** Start Page **

Bug 1106393

Summary: Managed server shutdown unexpectedly when timeout during connection request to HC
Product: [JBoss] JBoss Enterprise Application Platform 6 Reporter: Takayoshi Kimura <tkimura>
Component: Domain ManagementAssignee: John Allen <joallen>
Status: CLOSED CURRENTRELEASE QA Contact: Petr Kremensky <pkremens>
Severity: urgent Docs Contact:
Priority: unspecified    
Version: 6.2.3CC: brian.stansberry, dandread, federico, hnaram, jlee, joallen, kkhan, klape, pyadav, sjadhav, wfink, yqu
Target Milestone: DR1   
Target Release: EAP 6.4.0   
Hardware: Unspecified   
OS: Unspecified   
Whiteboard:
Fixed In Version: Doc Type: Bug Fix
Doc Text:
In a previous version of JBoss EAP 6, after a managed server's connection to it's Host Controller failed, it would only make a single re-connection attempt. This could cause the product to shut down unexpectedly if the re-connection failed. In this release, connections to the Host Controller are re-tried indefinitely. Server instances no longer shut down due to loss of connection to the Host Controller.
Story Points: ---
Clone Of:
: 1140453 1153383 1186949 (view as bug list) Environment:
Last Closed: Type: Bug
Regression: --- Mount Type: ---
Documentation: --- CRM:
Verified Versions: Category: ---
oVirt Team: --- RHEL 7.3 requirements from Atomic Host:
Cloudforms Team: --- Target Upstream Version:
Embargoed:
Bug Depends On:    
Bug Blocks: 1140453, 1153383, 1186949    

Description Takayoshi Kimura 2014-06-09 08:52:49 UTC
Sometimes managed server shutdown unexpectedly when managed server tries to connect to the HC and got lengthly Full GC.

java.io.IOException: JBAS012175: Channel closed
	at org.jboss.as.server.mgmt.domain.HostControllerConnection.getChannel(HostControllerConnection.java:101)
	at org.jboss.as.protocol.mgmt.ManagementChannelHandler.executeRequest(ManagementChannelHandler.java:117)

** End Page **
** Start Record set **

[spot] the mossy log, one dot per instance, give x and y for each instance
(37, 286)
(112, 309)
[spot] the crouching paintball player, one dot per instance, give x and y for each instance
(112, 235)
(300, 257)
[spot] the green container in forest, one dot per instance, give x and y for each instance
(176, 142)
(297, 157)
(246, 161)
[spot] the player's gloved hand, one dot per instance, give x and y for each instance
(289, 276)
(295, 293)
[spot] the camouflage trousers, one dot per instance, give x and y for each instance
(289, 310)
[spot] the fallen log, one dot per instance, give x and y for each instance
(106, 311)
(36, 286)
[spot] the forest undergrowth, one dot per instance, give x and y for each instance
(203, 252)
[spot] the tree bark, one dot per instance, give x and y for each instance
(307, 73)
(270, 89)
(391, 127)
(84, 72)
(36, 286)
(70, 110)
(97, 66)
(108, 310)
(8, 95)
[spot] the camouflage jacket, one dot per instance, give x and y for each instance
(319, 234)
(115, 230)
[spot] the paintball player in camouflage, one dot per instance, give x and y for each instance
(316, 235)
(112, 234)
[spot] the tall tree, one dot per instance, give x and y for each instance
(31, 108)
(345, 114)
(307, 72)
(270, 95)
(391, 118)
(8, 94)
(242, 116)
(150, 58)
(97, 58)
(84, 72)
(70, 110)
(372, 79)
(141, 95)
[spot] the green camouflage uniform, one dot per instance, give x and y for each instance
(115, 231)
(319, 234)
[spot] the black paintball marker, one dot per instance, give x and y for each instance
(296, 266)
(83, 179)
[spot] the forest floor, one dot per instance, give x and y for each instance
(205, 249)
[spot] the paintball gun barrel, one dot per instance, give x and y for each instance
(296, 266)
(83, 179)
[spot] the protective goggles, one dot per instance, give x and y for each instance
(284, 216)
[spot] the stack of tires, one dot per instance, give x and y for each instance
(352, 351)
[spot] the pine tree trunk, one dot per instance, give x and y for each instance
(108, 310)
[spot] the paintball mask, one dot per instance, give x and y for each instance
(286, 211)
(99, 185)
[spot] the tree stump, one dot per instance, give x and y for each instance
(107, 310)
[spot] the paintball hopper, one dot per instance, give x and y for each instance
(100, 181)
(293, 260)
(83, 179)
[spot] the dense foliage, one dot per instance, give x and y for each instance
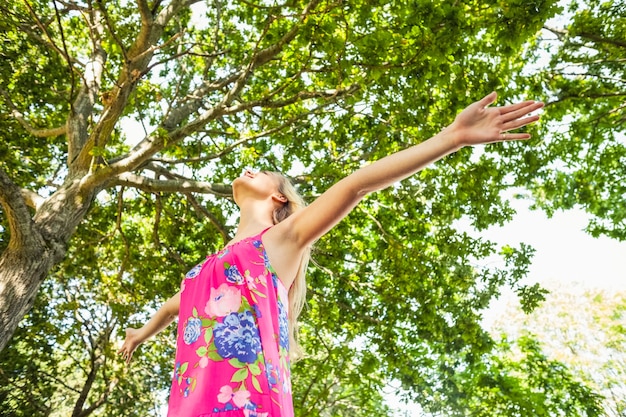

** End Record set **

Exercise >> Copy the part of the bug report that begins with "Description Takayoshi Kimura" and ends with "lengthly Full GC.", replacing "Full GC" with "full garbage collection".

Answer to the task >>
Description Takayoshi Kimura 2014-06-09 08:52:49 UTC
Sometimes managed server shutdown unexpectedly when managed server tries to connect to the HC and got lengthly full garbage collection.